* [Do this]:
Extract every line of the entries below that contains the word "shorts". Case matters.

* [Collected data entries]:
>> start
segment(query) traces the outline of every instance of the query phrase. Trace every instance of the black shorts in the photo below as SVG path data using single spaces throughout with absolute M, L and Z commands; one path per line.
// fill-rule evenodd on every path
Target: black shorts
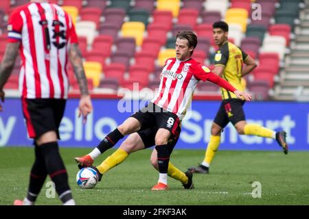
M 244 101 L 238 99 L 223 100 L 214 122 L 221 128 L 225 128 L 229 122 L 235 125 L 240 121 L 246 120 L 244 109 Z
M 141 140 L 143 141 L 144 145 L 145 146 L 145 149 L 148 149 L 152 147 L 155 145 L 154 142 L 154 137 L 156 136 L 157 131 L 158 129 L 157 127 L 148 128 L 142 131 L 139 131 L 137 132 L 139 137 L 141 137 Z M 175 134 L 174 136 L 171 136 L 170 140 L 168 140 L 168 145 L 170 149 L 170 154 L 172 153 L 174 147 L 179 139 L 180 133 L 181 131 L 181 126 L 179 125 L 177 129 L 176 129 Z
M 163 128 L 170 131 L 172 136 L 176 134 L 180 123 L 176 114 L 168 112 L 152 102 L 130 117 L 135 118 L 141 123 L 141 131 L 156 127 L 157 129 Z
M 29 137 L 36 138 L 58 128 L 65 112 L 66 100 L 53 99 L 22 99 L 23 113 Z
>> end
* [Result for this exercise]:
segment(query) traces the outline of every instance of the query phrase. Trace every instance of the black shorts in the photo below as SVG path data using single spaces throughout with absolute M, L and Z commands; one path per line.
Target: black shorts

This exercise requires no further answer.